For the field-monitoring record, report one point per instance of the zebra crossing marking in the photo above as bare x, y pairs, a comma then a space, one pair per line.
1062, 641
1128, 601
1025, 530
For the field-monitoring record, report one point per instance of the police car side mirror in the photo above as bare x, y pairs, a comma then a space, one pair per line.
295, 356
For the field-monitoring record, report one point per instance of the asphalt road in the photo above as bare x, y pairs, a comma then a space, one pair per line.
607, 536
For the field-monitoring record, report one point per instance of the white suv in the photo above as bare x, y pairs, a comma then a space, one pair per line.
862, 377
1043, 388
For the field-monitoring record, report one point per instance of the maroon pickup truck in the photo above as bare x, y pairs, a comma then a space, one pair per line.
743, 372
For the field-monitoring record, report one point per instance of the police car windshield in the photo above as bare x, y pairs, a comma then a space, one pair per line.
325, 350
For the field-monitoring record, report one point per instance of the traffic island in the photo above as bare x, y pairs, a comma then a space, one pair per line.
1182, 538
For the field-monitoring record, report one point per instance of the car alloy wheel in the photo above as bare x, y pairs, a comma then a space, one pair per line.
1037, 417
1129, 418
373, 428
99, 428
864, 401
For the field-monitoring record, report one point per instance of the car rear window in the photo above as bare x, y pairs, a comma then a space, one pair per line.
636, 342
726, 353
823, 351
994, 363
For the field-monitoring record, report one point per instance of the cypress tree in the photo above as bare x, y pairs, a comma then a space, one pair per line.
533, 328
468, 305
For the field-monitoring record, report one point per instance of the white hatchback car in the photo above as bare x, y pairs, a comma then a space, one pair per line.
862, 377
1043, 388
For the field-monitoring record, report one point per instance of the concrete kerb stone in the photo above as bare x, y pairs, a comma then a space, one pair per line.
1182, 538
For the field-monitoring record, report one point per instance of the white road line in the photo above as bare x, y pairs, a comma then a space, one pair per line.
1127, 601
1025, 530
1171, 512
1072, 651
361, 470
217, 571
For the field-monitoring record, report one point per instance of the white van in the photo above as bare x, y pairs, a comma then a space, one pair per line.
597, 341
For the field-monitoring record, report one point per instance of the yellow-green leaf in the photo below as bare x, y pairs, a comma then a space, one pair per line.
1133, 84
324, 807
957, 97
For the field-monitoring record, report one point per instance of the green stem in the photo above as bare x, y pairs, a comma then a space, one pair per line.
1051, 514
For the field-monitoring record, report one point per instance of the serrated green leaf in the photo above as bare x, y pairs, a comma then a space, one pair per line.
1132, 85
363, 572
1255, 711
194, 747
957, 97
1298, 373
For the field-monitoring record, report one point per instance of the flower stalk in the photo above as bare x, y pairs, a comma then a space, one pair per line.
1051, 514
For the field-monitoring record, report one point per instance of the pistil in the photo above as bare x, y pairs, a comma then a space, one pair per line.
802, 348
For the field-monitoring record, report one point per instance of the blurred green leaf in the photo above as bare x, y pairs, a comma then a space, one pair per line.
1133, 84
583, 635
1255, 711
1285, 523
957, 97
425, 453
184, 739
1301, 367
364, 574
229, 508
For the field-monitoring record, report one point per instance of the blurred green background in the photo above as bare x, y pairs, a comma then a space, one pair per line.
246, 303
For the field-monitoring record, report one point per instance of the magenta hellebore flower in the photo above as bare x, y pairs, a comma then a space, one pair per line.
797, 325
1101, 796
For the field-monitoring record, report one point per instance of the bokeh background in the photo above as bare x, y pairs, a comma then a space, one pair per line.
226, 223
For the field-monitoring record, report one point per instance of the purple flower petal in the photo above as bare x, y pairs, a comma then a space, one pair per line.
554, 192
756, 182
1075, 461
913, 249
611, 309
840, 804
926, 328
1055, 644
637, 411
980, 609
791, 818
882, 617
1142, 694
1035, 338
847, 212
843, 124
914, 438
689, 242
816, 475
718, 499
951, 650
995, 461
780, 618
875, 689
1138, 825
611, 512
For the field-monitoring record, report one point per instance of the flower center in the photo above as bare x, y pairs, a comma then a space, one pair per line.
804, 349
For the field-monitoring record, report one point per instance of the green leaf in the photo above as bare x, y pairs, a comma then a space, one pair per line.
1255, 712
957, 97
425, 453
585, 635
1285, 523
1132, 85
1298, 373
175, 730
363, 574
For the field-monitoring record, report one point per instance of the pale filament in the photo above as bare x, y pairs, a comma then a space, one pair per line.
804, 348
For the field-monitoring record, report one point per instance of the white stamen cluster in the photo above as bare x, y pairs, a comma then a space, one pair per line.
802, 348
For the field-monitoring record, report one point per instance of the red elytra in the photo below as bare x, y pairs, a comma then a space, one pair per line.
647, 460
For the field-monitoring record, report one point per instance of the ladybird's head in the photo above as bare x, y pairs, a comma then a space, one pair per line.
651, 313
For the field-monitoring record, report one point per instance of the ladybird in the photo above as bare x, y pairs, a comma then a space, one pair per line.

_EXERCISE DESCRIPTION_
Quote all of the entries verbatim.

_EXERCISE ANSWER_
For the field-monitoring record, report one point per instance of the zebra crossing marking in the photo above as bare x, y pairs, a comma then a space, one pair per line.
1062, 641
1128, 601
1025, 530
For the field-monitoring record, report one point per instance of the police car side mirror in the photo above as bare x, y pairs, a comma then a space, one pair per line.
295, 356
For the field-monitoring record, report one point per instance of the asphalt road in the photo above as bare x, y pairs, a comma then a space, one pair per line.
607, 536
For the field-monitoring record, report one point per instance of the white suv in the photo above as bare x, y pairs, a comma then a space, one pair per line.
862, 377
1043, 388
For the field-monitoring record, report one point per instance of the maroon pickup truck in the photo above as bare x, y pairs, a comma then a space, one pair per line.
743, 372
For the field-monitoring record, report one point per instance of the police car windshield in the photo above as bare x, y pairs, a comma then a space, one pair per line.
325, 350
For the field-monitoring record, report one point per instance of the traffic island in the photo above as bare x, y pairs, a comma then a space, one pair per line.
1182, 538
For the field-monitoring record, report one point per instance of the car alloy wheel in the photo above as bare x, y pairs, a comma then a space, one pair per line.
1037, 417
1129, 418
373, 428
99, 428
864, 401
For the field-monitoring record, report one point per instance of the car rear window in the photo above as bare x, y pairs, a comma then a space, one pair per line.
636, 342
726, 353
823, 351
994, 363
For the field-monitoring record, report one point per instance of the cypress tree in the photo above as bare x, y pairs, a comma then a space, one pair per line.
533, 328
468, 305
For the field-monitoring record, report one point per instance of the white hatchback car in the photo above as bare x, y pairs, a comma then a space, one pair per line.
862, 377
1043, 388
For the field-monitoring record, report one point per instance of the concrete kerb stone in the photo above as bare x, y pairs, a comma then a space, one pair per line.
1182, 538
For the field-monitoring record, report one point per instance of the white road line in the photo above as bare x, y pairs, a comma then a space, one pair per line.
1127, 601
1025, 530
1171, 512
1072, 651
361, 470
217, 571
For the field-monitoring record, report one point per instance of the white van in the photo above as bare x, y pairs, a comma then a space, one pair per line.
597, 341
For the field-monitoring record, report one point per instance of the yellow-green leaf in the photo below as bare x, y pairs, a comma then a space, one pair per line.
1133, 84
324, 807
957, 97
For the field-monitoring record, report one point per instance of the green stem in the photo above as bare x, y pairs, a comma then a space, one pair per line.
1051, 514
For the field-monitoring record, report one point per instance of the serrated green leaf in the photo above as bare x, y pairs, a comma then a space, one pair per line.
1132, 85
363, 572
1255, 711
194, 747
957, 97
1298, 373
For the field-monitoring record, report one point per instance of the flower stalk in the photo above as bare x, y pairs, a comma then a space, one pair per line.
1051, 514
For the field-monitoring record, report one point per instance of the pistil in the photo above as bare x, y pairs, a comma then a space, one pair per line.
802, 348
For the field-monitoring record, report one point per instance of the blurred green leaf in the photo above as bare x, y pairs, a comma then a space, one pair per line.
1133, 84
583, 635
1255, 711
1285, 523
957, 97
425, 453
184, 739
1301, 367
364, 574
229, 508
For the field-monitoring record, report one point per instance of the blurred green background in the photo above as bare x, y pairs, a comma then a space, one pair per line.
246, 303
For the field-monitoring record, report one point per instance of the magenta hellebore flower in the photo above as bare x, y pairs, a comma then a space, one pair per line.
797, 325
1101, 796
For the field-monitoring record, report one point per instance of the bokeh background in the photo above as bare x, y pairs, a comma then a space, one pair per line.
226, 223
For the field-monitoring record, report one point per instance of the purple flower petal in the photo above as bare x, y pairs, a comma then a space, one pair per line.
554, 192
756, 182
1075, 461
913, 249
611, 309
840, 804
926, 328
1055, 644
637, 411
980, 609
791, 818
882, 617
1142, 694
1035, 338
847, 212
843, 124
914, 438
689, 242
816, 475
718, 499
951, 650
995, 461
780, 618
875, 689
1138, 825
611, 512
For the field-monitoring record, report one point per instance of the flower center in the photo above as bare x, y pairs, a comma then a space, one pair per line.
804, 349
For the field-monitoring record, report one point per instance of the green leaf in the photo above as bare x, y pairs, a comma then a space, one pair per line.
1255, 712
957, 97
425, 453
585, 635
1285, 523
1132, 85
1298, 373
175, 730
363, 574
For the field-monitoring record, report one point per instance of the pale filament in the photo above as bare x, y pairs, a comma then a space, one pair per line.
804, 348
For the field-monitoring record, report one point per instance of the white stamen cluster in the photo above as bare x, y pairs, a comma then a space, one pair per line.
802, 348
For the field-monitoring record, report one point per instance of the red elytra in the photo below as bare x, y pairs, a comma then a space, one pair per line.
647, 460
For the field-monitoring record, report one point per instance of the ladybird's head in the photo above as bare x, y pairs, a comma then a space, one pair per line.
651, 313
For the field-monitoring record, report one point per instance of the ladybird in the photo above as bare x, y pairs, a comma then a space, one pair per line.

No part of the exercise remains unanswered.